• **Items from a pointing dataset**:

————

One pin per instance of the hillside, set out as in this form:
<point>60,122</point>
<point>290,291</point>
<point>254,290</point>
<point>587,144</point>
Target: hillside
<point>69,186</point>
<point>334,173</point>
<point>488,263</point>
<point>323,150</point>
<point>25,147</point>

————

• **CHALLENGE**: Copy every item above line for line, leaving each character unchanged.

• **THE COMPLETED TASK**:
One pin per instance of the hillside, set out as in this form:
<point>60,122</point>
<point>290,291</point>
<point>254,290</point>
<point>587,144</point>
Target: hillside
<point>69,186</point>
<point>334,173</point>
<point>488,263</point>
<point>323,150</point>
<point>25,147</point>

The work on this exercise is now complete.